_EXERCISE PROMPT_
Take the records below from their first line through the line holding "Find the window and", and set each of those lines down exactly, without pictures.

_TASK INPUT_
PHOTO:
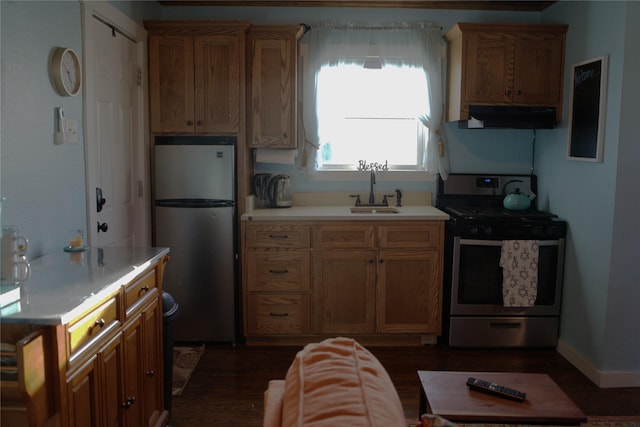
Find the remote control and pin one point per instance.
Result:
(495, 389)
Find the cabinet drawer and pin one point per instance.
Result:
(278, 236)
(92, 325)
(410, 236)
(343, 236)
(134, 292)
(278, 314)
(278, 271)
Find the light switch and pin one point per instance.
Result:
(69, 132)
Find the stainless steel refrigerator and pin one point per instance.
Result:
(195, 216)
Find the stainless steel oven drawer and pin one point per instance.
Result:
(503, 331)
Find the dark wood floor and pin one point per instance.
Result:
(227, 386)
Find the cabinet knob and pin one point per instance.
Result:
(278, 314)
(130, 401)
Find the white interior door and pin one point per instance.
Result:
(115, 132)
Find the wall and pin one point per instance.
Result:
(44, 183)
(503, 151)
(599, 321)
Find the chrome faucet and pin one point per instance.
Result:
(372, 181)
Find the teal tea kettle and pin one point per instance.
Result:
(517, 201)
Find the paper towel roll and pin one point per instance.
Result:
(276, 155)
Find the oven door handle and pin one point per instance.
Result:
(481, 242)
(505, 325)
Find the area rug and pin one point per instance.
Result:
(592, 421)
(185, 360)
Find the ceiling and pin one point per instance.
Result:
(515, 5)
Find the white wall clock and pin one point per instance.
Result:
(66, 71)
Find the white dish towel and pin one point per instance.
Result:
(519, 262)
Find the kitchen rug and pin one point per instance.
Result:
(185, 360)
(592, 421)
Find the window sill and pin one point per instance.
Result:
(341, 175)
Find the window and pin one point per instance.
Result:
(371, 114)
(372, 93)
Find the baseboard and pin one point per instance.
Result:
(603, 379)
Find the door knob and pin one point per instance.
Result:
(100, 201)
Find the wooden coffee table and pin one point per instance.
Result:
(446, 394)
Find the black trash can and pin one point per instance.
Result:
(169, 313)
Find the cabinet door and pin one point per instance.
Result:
(273, 91)
(538, 72)
(217, 84)
(95, 390)
(344, 291)
(152, 389)
(171, 83)
(488, 71)
(409, 292)
(84, 395)
(133, 402)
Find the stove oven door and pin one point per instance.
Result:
(477, 279)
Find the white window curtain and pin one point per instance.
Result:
(407, 44)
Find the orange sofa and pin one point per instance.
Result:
(336, 382)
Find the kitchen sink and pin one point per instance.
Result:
(374, 210)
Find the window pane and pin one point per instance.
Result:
(370, 115)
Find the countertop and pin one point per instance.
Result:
(63, 285)
(340, 213)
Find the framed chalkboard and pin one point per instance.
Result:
(587, 112)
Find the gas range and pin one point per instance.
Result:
(474, 204)
(478, 228)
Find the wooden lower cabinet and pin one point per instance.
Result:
(102, 369)
(409, 292)
(376, 279)
(344, 291)
(121, 383)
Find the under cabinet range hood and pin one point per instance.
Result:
(509, 117)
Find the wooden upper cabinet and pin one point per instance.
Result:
(171, 83)
(272, 75)
(502, 64)
(196, 76)
(217, 84)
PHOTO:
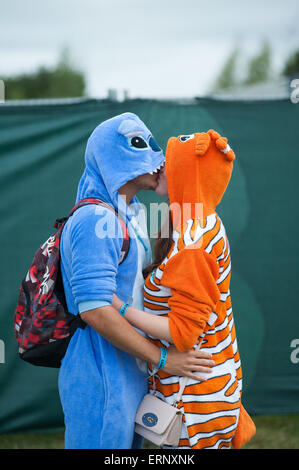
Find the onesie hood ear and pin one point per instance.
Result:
(198, 170)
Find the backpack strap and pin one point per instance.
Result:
(84, 202)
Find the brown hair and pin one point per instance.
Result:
(161, 246)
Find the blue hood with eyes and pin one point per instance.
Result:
(118, 150)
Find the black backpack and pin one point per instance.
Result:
(43, 325)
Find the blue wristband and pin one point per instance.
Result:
(123, 309)
(163, 358)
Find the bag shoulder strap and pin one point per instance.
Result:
(84, 202)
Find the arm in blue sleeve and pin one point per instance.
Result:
(96, 241)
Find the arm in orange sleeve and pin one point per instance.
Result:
(191, 275)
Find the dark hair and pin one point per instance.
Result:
(161, 246)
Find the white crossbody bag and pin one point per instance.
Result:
(158, 421)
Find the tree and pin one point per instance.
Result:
(259, 66)
(292, 65)
(227, 75)
(62, 81)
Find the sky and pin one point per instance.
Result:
(151, 48)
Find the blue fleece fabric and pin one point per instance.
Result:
(101, 386)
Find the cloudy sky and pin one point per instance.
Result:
(152, 48)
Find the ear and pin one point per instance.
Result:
(202, 142)
(222, 145)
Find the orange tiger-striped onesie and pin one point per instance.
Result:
(192, 288)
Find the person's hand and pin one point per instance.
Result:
(187, 362)
(162, 188)
(116, 302)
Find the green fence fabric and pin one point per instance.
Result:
(42, 158)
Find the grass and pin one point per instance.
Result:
(273, 432)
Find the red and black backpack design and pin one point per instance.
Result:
(43, 325)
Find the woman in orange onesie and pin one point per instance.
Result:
(188, 292)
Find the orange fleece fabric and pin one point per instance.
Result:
(198, 170)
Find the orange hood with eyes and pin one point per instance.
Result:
(198, 170)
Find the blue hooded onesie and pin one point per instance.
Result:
(101, 386)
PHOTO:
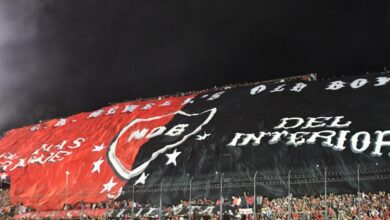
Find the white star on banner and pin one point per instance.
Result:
(141, 179)
(108, 186)
(96, 165)
(98, 148)
(202, 137)
(172, 157)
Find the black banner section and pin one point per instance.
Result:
(277, 129)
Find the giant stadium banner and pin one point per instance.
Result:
(275, 126)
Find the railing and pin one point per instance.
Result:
(267, 189)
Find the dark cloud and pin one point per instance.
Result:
(62, 57)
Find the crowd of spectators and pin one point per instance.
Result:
(374, 206)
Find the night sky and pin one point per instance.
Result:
(61, 57)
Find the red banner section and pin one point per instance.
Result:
(64, 160)
(63, 214)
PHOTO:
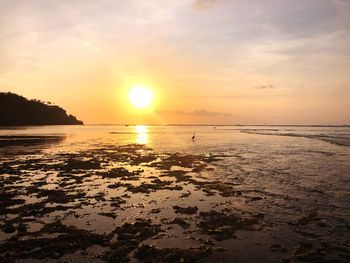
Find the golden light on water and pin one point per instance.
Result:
(141, 134)
(141, 97)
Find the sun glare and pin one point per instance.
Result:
(141, 97)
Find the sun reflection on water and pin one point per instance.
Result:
(141, 134)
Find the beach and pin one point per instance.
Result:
(152, 194)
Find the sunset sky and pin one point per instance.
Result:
(206, 61)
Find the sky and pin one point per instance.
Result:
(207, 61)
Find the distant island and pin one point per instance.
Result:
(16, 110)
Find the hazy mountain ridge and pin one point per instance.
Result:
(17, 110)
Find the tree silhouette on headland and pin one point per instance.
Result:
(17, 110)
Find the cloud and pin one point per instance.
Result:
(269, 86)
(198, 113)
(204, 4)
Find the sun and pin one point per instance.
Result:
(141, 97)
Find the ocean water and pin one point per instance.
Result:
(294, 181)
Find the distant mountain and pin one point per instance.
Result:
(16, 110)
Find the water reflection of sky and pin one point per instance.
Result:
(141, 134)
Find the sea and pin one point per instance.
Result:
(293, 180)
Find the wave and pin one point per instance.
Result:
(341, 140)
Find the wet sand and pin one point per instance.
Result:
(121, 203)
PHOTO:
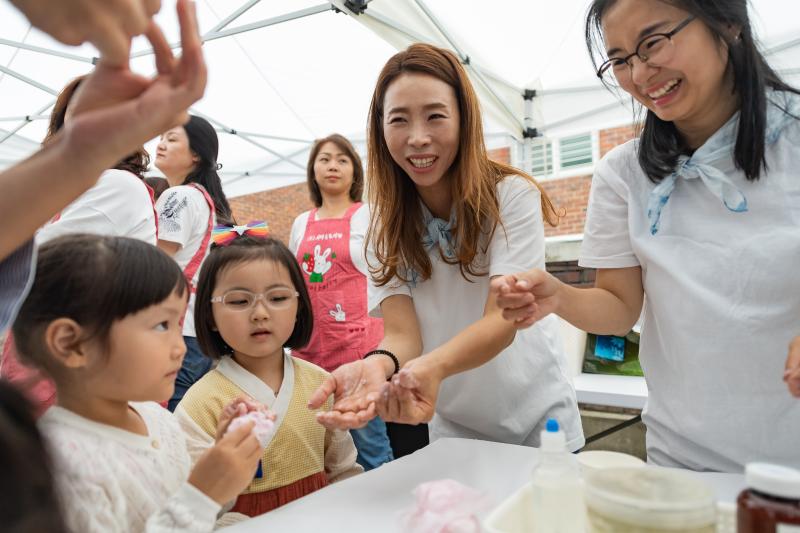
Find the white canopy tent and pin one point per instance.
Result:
(284, 73)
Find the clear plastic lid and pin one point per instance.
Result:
(651, 497)
(774, 480)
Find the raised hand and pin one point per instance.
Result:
(236, 408)
(108, 24)
(410, 398)
(355, 388)
(116, 111)
(792, 374)
(224, 471)
(527, 297)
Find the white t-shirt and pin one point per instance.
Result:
(509, 398)
(722, 303)
(359, 223)
(115, 481)
(183, 219)
(117, 205)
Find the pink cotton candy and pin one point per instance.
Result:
(445, 506)
(262, 430)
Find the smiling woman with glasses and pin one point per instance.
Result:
(655, 49)
(700, 217)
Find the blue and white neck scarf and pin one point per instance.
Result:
(719, 145)
(437, 234)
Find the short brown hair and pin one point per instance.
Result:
(356, 189)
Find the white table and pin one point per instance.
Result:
(372, 502)
(614, 391)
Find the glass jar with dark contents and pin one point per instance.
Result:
(771, 502)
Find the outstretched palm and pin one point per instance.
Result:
(355, 388)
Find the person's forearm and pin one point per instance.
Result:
(597, 310)
(404, 346)
(473, 346)
(39, 187)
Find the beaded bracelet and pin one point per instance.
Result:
(390, 354)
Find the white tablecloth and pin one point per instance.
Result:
(372, 502)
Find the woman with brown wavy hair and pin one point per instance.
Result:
(119, 204)
(446, 219)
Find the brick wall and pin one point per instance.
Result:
(278, 207)
(615, 136)
(570, 197)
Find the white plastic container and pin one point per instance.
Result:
(556, 487)
(648, 500)
(596, 460)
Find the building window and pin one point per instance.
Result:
(542, 157)
(575, 151)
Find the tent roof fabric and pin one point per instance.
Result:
(285, 73)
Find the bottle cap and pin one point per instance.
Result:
(552, 438)
(776, 480)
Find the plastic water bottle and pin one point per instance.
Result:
(558, 505)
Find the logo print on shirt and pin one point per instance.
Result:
(170, 215)
(317, 266)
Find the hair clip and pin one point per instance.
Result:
(224, 235)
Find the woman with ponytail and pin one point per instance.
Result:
(700, 218)
(187, 212)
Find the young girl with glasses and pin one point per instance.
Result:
(252, 303)
(698, 222)
(102, 319)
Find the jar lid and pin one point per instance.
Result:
(775, 480)
(651, 496)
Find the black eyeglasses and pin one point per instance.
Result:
(654, 49)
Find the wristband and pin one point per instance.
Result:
(387, 353)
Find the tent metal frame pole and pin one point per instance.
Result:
(213, 35)
(14, 74)
(571, 90)
(24, 123)
(232, 131)
(274, 137)
(414, 36)
(251, 173)
(321, 8)
(47, 51)
(233, 16)
(27, 118)
(583, 115)
(466, 60)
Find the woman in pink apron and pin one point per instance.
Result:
(329, 242)
(187, 212)
(119, 204)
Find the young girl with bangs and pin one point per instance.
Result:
(445, 221)
(252, 303)
(120, 204)
(102, 319)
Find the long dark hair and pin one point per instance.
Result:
(241, 250)
(204, 143)
(356, 189)
(95, 281)
(28, 499)
(660, 143)
(136, 163)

_THE ANSWER_
PHOTO:
Find the remote control and pin one point per instance.
Result:
(495, 389)
Find the cabinet drawer and pin one point per instance.
Result:
(278, 236)
(92, 325)
(410, 236)
(343, 236)
(134, 292)
(278, 314)
(278, 271)
Find the light switch and pin one point per instance.
Result:
(69, 132)
Find the stainless steel refrigerator and pin one point per instance.
Result:
(195, 216)
Find the stainless steel oven drawer and pin one point per instance.
Result:
(503, 331)
Find the dark wood floor and pin one point per instance.
Result:
(227, 386)
Find the cabinet knob and pin one point per instance.
Result:
(278, 314)
(130, 401)
Find the white interior door and pin one point per instance.
Result:
(115, 132)
Find the wall and pin one point per instance.
Result:
(44, 183)
(503, 151)
(599, 321)
Find the chrome faucet and pin one point per instance.
Result:
(372, 181)
Find the teal tea kettle and pin one point per instance.
Result:
(517, 201)
Find the paper towel roll and pin one point per instance.
Result:
(276, 155)
Find the oven door handle and pin one point per instance.
Result:
(481, 242)
(505, 325)
Find the area rug and pin one point per instance.
Result:
(592, 421)
(185, 360)
Find the ceiling and pin one point per instance.
Result:
(515, 5)
Find the white wall clock and pin one point per instance.
Result:
(66, 71)
Find the white dish towel and pin one point per instance.
Result:
(519, 262)
Find the kitchen rug and pin one point per instance.
Result:
(185, 360)
(592, 421)
Find the window sill and pin one point per instance.
Result:
(341, 175)
Find the window and pin one point per instance.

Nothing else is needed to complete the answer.